Performance-improvement idea: shortcircuit unique-index checks

Started by Tom Lanealmost 25 years ago6 messages
#1Tom Lane
tgl@sss.pgh.pa.us

Over the weekend I noticed that Tatsuo's pgbench benchmark seems to
spend an awful lot of its time down inside _bt_check_unique. This
happens because with table declarations like

create table accounts(aid int, primary key(aid), bid int,
abalance int, filler char(84))

and commands like

update accounts set abalance = abalance + x where aid = y

the "update" is inserting a new tuple and the index on aid wants to
make sure this insertion doesn't violate the uniqueness constraint.
To do that, it has to visit all active *and dead* tuples with the same
aid index value, to make sure they're all deleted or being deleted by
the current transaction. That's expensive if they're scattered all over
the table.

However, since we have not changed the aid column from its prior value,
it seems like this check is wasted effort. We should be able to deduce
that if the prior state of the row was OK then this one is too.

I'm not quite sure how to implement this, but I wanted to toss the idea
out for discussion. Probably we'd have to have some cooperation between
the heap_update level (where the fact that it's an update is known, and
where we'd have a chance to test for changes in particular columns) and
the index access level. Maybe it's wrong for the index access level to
have primary responsibility for uniqueness checks in the first place.

Obviously this isn't going to happen for 7.1, but it might make a nice
performance improvement for 7.2.

Comments?

regards, tom lane

#2Bruce Momjian
pgman@candle.pha.pa.us
In reply to: Tom Lane (#1)
Re: Performance-improvement idea: shortcircuit unique-index checks

I'm not quite sure how to implement this, but I wanted to toss the idea
out for discussion. Probably we'd have to have some cooperation between
the heap_update level (where the fact that it's an update is known, and
where we'd have a chance to test for changes in particular columns) and
the index access level. Maybe it's wrong for the index access level to
have primary responsibility for uniqueness checks in the first place.

........

Return the passage of the thread on short-circuiting unique-index checks from "update accounts set" up to and including "the uniqueness constraint.". Rely only on the thread itself.

........

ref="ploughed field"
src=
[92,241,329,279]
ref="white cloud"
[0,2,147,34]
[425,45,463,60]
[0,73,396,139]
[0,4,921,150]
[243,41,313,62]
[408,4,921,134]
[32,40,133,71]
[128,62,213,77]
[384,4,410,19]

........

Solution for this exercise:
update accounts set abalance = abalance + x where aid = y

the "update" is inserting a new tuple and the index on aid wants to
make sure this insertion doesn't violate the uniqueness constraint.